Page excerpt |
↓↓↓

There has been a lot of talk about the performances of the big, favoured teams such as Brazil and Spain in the group stages. Their bluntness in front of goal has copped a fair amount of criticism from pundits and fans alike. I am not jumping on that bandwagon.
National teams come together for a very limited amount of time in a calendar season. Players who play for different clubs, in different systems and different styles all come together and have to quickly work as a collective to fetch results. The key then is to adapt early to the style that the coach wants to play. The collective that can adapt best is the collective that will do well in the long run.
In the case of both Brazil and Spain, their performances have been panned without perhaps giving enough credit to their opposition. Against Switzerland -- a team that historically they have struggled against -- Brazil’s famed attackers faced a Red defensive wall. On Friday, it took two very late goals to give them the three points. In Spain’s case, the wall was Iranian. This has been the trend of the World Cup. Underdog teams have come together as a collective fast, and adapted quickly.
Against Costa Rica, Brazil struggled to create anything for a majority of the game. The prime reason for this was their opponents’ superb defensive organisation. The Costa Ricans had eight or nine players regularly parading around their box, and all of them parked in their own half. In this case, it becomes extremely difficult as an attacking team to break down the spaces and create something.

↑↑↑

Problems and tasks |
[A] Answer these questions from the World Cup column, one line each:
(i) Which team has Brazil historically struggled against?
(ii) What, according to the column, is the key for a national team that comes together for a short time?
(iii) How many Costa Rican players regularly stayed around their own box?
[B] List every national team named in the World Cup column.
[C] Carry on the World Cup column from its final sentence, keeping its subject and tone.

Extracted data |

↓↓↓

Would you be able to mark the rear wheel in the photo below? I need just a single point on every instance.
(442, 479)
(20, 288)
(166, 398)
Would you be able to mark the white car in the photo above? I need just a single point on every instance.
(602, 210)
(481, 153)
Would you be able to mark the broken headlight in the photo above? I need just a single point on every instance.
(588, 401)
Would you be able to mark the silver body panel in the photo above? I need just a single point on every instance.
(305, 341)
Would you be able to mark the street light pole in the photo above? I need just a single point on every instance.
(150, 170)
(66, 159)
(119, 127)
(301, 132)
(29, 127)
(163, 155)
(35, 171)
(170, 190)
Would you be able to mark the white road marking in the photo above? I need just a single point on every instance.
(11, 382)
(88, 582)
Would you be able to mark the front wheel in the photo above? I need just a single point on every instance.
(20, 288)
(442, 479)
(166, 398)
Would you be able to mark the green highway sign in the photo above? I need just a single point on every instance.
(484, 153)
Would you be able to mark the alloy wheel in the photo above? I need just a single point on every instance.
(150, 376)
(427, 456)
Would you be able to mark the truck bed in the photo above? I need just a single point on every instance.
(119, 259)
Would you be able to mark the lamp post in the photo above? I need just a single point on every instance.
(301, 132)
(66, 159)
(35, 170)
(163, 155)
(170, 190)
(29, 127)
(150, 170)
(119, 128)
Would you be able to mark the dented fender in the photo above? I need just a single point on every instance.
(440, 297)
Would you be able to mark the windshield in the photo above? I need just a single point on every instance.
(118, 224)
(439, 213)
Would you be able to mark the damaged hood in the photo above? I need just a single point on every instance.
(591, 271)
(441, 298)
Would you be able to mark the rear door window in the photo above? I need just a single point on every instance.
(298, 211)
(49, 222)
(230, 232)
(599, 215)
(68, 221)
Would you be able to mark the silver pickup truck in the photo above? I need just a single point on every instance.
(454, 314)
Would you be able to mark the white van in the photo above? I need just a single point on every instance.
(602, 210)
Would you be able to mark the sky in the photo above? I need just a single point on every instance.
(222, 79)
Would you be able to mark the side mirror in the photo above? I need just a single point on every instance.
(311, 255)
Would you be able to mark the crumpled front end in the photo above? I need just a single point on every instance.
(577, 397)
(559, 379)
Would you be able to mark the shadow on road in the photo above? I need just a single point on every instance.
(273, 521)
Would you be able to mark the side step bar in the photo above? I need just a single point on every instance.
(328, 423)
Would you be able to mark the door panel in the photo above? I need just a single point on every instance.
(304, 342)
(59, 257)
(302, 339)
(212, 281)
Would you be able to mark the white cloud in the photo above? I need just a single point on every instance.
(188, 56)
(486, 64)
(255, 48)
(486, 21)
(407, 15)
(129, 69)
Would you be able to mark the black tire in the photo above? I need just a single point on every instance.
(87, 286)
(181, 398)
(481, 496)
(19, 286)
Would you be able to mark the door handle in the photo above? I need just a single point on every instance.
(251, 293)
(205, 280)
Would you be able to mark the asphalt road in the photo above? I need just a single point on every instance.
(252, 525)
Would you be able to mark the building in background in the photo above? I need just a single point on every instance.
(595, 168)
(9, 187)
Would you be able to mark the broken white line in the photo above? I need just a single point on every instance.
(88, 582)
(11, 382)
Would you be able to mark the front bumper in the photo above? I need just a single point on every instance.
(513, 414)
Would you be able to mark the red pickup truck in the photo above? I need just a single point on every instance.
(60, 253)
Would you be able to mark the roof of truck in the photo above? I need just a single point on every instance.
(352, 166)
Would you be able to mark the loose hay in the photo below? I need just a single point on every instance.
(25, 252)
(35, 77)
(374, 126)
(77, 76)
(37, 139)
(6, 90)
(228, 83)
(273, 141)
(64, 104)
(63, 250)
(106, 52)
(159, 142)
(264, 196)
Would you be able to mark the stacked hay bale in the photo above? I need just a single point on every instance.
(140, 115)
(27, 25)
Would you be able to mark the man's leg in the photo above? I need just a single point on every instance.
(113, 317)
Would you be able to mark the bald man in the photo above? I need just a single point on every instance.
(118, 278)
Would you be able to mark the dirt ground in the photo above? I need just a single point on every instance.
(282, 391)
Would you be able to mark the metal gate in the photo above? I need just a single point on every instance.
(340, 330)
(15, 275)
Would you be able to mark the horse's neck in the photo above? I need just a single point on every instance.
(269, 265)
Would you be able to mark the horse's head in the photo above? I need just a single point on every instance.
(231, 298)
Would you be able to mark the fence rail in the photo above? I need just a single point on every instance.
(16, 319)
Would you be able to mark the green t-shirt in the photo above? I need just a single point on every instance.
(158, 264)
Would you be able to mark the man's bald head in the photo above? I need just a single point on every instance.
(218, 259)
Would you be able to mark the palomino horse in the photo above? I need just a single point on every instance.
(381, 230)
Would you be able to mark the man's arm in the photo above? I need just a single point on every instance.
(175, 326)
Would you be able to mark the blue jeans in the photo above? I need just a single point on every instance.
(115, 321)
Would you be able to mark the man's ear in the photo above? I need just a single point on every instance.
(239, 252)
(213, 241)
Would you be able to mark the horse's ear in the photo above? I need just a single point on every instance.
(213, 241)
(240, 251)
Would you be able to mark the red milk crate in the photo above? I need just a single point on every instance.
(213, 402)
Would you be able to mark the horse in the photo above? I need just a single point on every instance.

↑↑↑

Outputs |
[A]
(i) Switzerland.
(ii) Adapting early to the style the coach wants to play.
(iii) Eight or nine.

[B] Brazil, Spain, Switzerland, Iran, Costa Rica

[C]
Spain struggled against Iran in similar fashion. Despite racking up the highest number of passes for any team in the first half of that game, they had zero shots on target and had created almost next to nothing. In fact, the first chance of that game fell to Iran, and, my feeling is, if the shot had flown into the net rather than onto the side netting, Iran may have taken the three points and left Spain staring down the barrel. As it was, that didn’t happen.
But it illustrates the points I’m trying to make. Defensive organisation, a prime job of any coach, has been put on a pedestal in this World Cup. The credit for Iran’s tactical nous must go to Carlos Queiroz, their coach; the team has adapted to his style perfectly. The question though is: Will Iran be using this same style at the AFC Asian Cup next January when they play against opposition significantly lower than them? Obviously not. They will be expected to attack. And that can sometimes create problems.
Take the example of Iceland, a footballing nation that has within three years become famous for its resilient, dogged defensive collective structure. In any game they go into, they are usually playing counter attacking football, happy to absorb the pressure before converting the few chances that fall their way. Against Nigeria, though, they went in as favourites -- Nigeria being the youngest team at the World Cup -- and the onus to attack fell on them.
It didn’t sit well with them, and, despite having a few creative players in their squad, they were finding it difficult to break their opponents down. Furthermore, the desire to go upfront meant their organisation at the back suffered and they conceded two goals that, in normal circumstances, they perhaps would never have.
The demands of international football are very different to club-level football. At this level, the highest level, players are tuned to switch on and off to different strategies at different times. They should be prepared to shift to whatever the manager demands. And most training-ground work in the national side revolves around such scenarios.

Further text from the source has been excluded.